[Work to complete]:
1 - Answer these questions using the text on calculating impulse:
(a) Which four things does the problem give outright?
(b) What quantity must be calculated?
(c) Why does the impulse have to be worked out from the ball's change in momentum?
2 - Write out the part of the text on calculating impulse from "Since we do" to "we are given.", word for word.

[Document section]:
## START

Identify what information is given and what is asked for
The question explicitly gives
- the ball's mass,
- the ball's initial velocity,
- the ball's final velocity, and
- the time of contact between bat and ball
We are asked to calculate the impulse

$Impulse = Δ p = F_{n e t} Δ t$

Since we do not have the force exerted by the bat on the ball (F $_{n e t}$ ), we have to calculate the impulse from the change in momentum of the ball. Now, since

$\begin{matrix} Δ p & = & p_{f} - p_{i} \\ = & m v_{f} - m v_{i}, \end{matrix}$

we need the ball's mass, initial velocity and final velocity, which we are given.

## END

[Provided records]:
## START

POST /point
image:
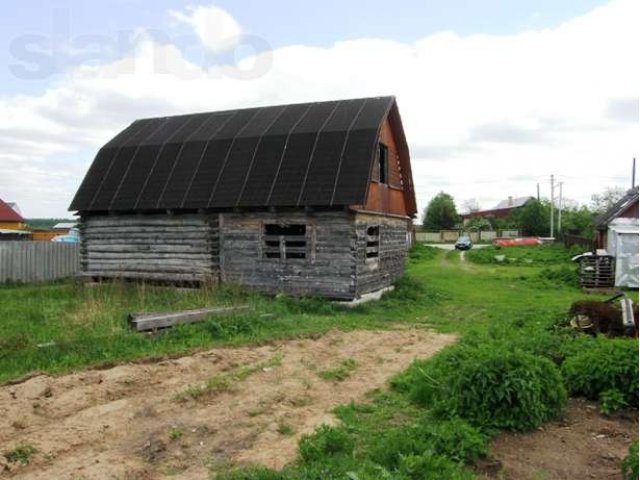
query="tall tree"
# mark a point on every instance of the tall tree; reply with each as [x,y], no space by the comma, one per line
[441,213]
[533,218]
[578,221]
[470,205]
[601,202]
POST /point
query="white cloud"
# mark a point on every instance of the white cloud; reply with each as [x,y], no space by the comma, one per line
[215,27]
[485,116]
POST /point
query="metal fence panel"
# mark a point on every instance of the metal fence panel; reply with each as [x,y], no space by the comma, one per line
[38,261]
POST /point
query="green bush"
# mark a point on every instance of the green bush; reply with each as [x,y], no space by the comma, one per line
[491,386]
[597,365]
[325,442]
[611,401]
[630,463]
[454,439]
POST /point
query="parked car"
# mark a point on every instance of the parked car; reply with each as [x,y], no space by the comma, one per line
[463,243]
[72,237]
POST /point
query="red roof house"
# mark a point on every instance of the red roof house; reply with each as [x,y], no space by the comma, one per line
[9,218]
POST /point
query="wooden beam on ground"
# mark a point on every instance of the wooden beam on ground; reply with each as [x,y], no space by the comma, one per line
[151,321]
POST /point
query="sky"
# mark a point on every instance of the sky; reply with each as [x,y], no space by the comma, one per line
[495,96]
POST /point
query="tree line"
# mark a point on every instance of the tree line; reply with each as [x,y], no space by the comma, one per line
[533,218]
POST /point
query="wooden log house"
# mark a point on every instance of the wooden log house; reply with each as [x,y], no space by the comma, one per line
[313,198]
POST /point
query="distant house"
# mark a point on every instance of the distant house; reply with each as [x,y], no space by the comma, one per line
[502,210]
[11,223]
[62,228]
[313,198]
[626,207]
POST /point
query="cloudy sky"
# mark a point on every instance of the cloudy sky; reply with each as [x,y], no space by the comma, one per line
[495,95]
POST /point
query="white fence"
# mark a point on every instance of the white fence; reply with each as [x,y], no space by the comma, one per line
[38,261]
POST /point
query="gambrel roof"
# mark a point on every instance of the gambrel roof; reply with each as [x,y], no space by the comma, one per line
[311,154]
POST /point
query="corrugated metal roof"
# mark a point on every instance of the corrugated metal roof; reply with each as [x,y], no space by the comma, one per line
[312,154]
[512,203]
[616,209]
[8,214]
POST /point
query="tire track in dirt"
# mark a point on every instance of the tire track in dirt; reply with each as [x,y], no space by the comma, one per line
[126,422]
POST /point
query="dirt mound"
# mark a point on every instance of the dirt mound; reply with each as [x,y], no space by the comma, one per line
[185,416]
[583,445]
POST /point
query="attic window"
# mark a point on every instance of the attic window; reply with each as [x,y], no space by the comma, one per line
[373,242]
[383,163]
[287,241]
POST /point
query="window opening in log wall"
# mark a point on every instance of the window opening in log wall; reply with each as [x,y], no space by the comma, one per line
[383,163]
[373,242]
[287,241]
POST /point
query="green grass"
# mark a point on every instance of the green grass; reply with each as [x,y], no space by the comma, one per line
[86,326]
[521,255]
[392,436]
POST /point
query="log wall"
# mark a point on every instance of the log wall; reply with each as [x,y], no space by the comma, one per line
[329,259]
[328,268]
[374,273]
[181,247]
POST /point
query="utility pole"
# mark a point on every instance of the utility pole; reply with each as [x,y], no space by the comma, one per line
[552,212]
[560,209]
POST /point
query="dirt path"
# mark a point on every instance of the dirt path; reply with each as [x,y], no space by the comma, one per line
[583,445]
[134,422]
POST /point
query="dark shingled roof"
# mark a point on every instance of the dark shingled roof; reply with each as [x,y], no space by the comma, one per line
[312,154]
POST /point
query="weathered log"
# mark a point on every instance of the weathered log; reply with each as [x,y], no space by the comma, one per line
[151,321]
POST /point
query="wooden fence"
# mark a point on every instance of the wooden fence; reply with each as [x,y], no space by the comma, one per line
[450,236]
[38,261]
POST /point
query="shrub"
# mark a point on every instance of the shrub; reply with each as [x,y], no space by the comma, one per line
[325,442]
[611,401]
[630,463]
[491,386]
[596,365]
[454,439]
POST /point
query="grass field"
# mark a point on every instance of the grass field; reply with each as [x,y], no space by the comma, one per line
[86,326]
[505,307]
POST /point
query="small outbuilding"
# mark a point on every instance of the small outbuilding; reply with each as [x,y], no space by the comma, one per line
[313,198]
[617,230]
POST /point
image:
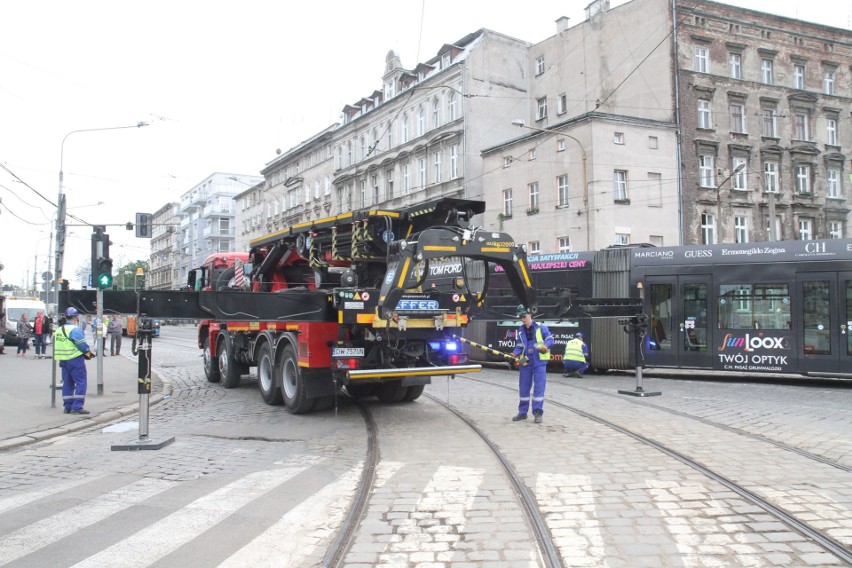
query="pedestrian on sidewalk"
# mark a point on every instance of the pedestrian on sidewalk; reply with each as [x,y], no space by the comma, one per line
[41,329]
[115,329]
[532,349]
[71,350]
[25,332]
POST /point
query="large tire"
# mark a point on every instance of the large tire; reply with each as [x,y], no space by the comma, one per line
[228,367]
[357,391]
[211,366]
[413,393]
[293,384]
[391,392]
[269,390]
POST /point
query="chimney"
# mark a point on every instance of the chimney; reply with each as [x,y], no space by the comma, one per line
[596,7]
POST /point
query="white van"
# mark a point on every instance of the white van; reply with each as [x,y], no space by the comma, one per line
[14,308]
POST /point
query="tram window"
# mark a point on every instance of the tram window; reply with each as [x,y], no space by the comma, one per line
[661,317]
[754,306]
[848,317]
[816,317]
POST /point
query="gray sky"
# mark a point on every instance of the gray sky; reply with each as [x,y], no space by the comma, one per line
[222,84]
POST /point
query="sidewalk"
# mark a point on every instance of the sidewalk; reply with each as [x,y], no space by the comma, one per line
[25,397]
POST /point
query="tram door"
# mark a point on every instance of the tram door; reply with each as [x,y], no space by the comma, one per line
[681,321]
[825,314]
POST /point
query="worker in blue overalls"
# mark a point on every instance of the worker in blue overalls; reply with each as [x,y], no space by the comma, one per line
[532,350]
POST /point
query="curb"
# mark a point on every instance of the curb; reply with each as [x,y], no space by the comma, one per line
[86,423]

## END
## START

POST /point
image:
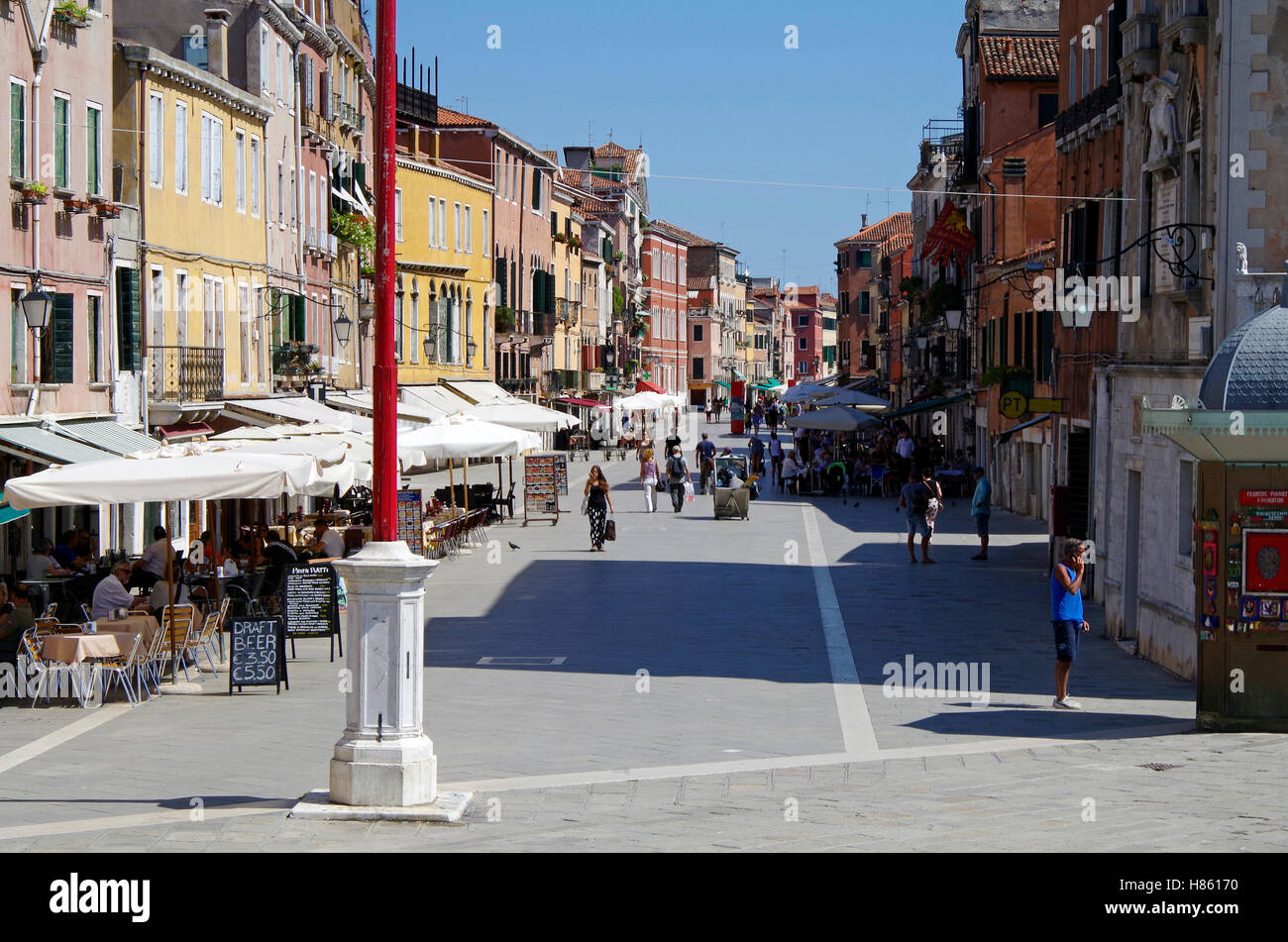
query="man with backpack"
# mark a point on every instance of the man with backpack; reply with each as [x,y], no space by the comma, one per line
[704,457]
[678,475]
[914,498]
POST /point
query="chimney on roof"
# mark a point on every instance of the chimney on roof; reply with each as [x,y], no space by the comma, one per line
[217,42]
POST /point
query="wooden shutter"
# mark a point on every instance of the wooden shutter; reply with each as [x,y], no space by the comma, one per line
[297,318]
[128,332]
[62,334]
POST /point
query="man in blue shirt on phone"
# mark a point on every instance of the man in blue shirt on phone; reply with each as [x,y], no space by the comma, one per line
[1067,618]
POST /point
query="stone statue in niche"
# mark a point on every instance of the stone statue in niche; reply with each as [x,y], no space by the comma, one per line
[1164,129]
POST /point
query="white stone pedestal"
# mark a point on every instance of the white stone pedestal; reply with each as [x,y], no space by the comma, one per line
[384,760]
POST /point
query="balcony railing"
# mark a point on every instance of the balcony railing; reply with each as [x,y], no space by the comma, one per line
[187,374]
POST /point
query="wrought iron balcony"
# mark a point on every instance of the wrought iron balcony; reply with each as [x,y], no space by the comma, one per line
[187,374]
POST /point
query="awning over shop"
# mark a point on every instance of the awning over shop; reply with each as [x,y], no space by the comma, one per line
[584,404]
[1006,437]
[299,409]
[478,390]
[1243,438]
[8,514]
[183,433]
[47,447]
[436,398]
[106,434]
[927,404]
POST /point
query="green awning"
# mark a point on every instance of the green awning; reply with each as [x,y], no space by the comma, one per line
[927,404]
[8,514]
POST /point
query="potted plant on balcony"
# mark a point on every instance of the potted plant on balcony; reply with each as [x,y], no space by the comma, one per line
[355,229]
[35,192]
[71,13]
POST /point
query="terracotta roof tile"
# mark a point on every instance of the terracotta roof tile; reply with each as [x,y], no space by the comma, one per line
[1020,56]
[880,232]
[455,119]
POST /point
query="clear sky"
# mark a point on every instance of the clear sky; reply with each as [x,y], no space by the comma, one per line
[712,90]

## END

[Answers given]:
1 -
(a) The ball's mass, its initial velocity, its final velocity, and the time of contact between bat and ball.
(b) The impulse.
(c) The force exerted by the bat on the ball is not given.

2 -
Since we do not have the force exerted by the bat on the ball (F $_{n e t}$ ), we have to calculate the impulse from the change in momentum of the ball. Now, since

$\begin{matrix} Δ p & = & p_{f} - p_{i} \\ = & m v_{f} - m v_{i}, \end{matrix}$

we need the ball's mass, initial velocity and final velocity, which we are given.